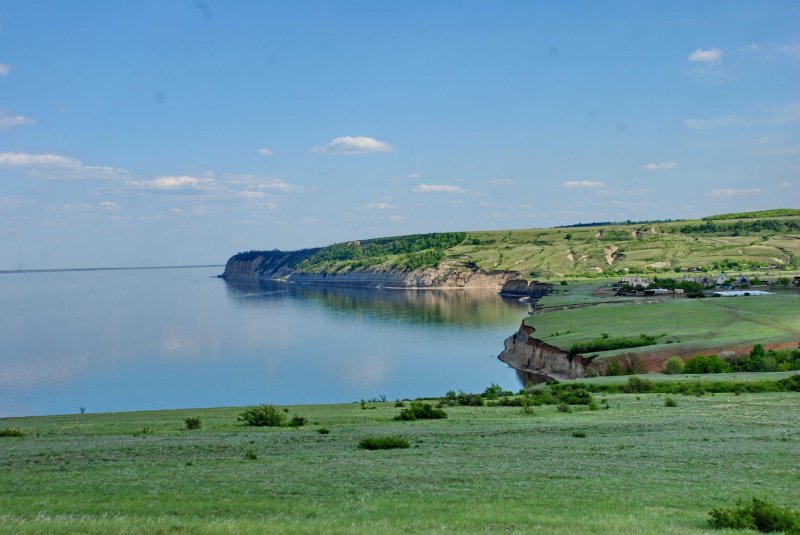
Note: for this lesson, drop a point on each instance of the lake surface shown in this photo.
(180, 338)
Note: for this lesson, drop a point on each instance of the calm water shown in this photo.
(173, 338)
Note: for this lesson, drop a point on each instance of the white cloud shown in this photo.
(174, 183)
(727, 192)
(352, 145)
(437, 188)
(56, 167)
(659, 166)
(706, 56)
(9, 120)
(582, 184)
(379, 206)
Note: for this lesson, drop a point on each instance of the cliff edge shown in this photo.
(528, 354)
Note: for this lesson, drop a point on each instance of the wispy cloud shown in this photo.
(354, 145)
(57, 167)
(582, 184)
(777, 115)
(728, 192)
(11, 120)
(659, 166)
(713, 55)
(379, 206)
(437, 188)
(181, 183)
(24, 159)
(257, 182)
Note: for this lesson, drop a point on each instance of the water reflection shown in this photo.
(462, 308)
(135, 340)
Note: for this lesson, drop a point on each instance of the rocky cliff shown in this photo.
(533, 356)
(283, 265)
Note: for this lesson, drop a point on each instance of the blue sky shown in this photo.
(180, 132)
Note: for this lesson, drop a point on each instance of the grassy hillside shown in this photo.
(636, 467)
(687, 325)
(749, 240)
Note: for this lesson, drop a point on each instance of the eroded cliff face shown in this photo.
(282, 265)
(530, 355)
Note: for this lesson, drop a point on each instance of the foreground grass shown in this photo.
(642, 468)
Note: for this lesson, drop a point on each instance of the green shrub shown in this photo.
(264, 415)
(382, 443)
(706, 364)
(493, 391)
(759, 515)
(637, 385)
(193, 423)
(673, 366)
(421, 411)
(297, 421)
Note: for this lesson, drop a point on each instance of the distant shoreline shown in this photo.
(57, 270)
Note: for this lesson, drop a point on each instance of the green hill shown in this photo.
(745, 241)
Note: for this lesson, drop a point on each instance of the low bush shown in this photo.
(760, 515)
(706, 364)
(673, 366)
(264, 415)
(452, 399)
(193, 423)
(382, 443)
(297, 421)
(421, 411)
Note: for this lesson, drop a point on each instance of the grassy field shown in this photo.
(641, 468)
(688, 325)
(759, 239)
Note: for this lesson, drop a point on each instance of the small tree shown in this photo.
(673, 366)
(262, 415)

--

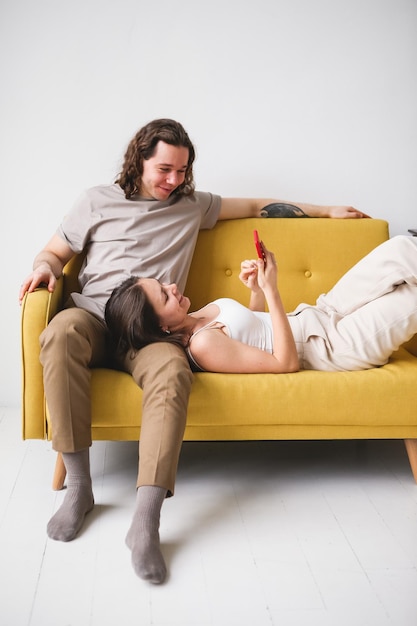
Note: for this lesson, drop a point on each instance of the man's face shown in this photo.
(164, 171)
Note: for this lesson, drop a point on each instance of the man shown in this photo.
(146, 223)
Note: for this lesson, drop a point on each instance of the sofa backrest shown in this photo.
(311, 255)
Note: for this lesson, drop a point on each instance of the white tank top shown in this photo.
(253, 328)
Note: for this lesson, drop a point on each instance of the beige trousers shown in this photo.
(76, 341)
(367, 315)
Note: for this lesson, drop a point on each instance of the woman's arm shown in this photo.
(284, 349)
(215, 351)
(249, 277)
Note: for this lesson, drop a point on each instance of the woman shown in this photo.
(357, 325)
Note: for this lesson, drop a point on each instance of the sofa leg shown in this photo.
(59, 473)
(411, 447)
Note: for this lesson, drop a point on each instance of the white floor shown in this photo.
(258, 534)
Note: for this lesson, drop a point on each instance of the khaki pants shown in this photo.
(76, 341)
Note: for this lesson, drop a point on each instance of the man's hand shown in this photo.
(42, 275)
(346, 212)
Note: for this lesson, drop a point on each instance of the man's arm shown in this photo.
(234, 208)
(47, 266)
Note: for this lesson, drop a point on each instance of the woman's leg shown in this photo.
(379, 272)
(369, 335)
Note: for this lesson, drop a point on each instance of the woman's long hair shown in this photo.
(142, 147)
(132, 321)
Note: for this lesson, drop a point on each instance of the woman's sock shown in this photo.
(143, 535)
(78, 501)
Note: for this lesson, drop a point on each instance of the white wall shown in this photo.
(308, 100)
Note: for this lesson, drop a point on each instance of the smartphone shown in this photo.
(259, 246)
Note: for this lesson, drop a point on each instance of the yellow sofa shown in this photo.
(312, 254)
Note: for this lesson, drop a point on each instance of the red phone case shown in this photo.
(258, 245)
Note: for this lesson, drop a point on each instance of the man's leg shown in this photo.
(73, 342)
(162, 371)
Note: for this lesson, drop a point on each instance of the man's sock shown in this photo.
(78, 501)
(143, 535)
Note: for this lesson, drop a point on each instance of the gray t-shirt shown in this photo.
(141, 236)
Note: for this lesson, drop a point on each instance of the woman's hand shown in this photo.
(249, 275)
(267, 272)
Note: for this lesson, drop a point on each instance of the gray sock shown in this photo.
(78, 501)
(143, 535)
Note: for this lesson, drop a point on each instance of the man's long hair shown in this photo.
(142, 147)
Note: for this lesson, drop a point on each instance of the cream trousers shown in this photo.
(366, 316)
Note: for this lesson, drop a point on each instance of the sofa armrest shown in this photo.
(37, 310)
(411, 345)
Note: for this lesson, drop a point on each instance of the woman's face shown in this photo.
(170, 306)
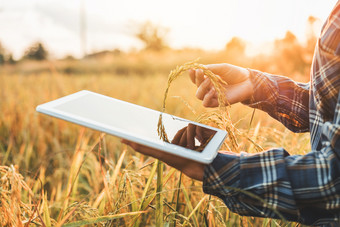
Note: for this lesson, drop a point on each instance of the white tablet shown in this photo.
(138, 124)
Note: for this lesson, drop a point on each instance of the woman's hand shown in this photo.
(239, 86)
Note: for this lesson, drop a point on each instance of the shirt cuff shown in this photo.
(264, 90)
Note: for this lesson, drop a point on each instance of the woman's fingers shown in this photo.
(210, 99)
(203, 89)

§ **Work instructions**
Locate each row above that contains the word "cliff", and copy those rows out in full.

§ **Result of this exercise**
Note: for this lesson, drop a point on each instance of the cliff edge shown in this photo.
Note: for this lesson, drop a point on each instance of the rocky cliff shown in this photo.
Note: for this lesson, drop a point on each instance of the eroded cliff face shown in this photo.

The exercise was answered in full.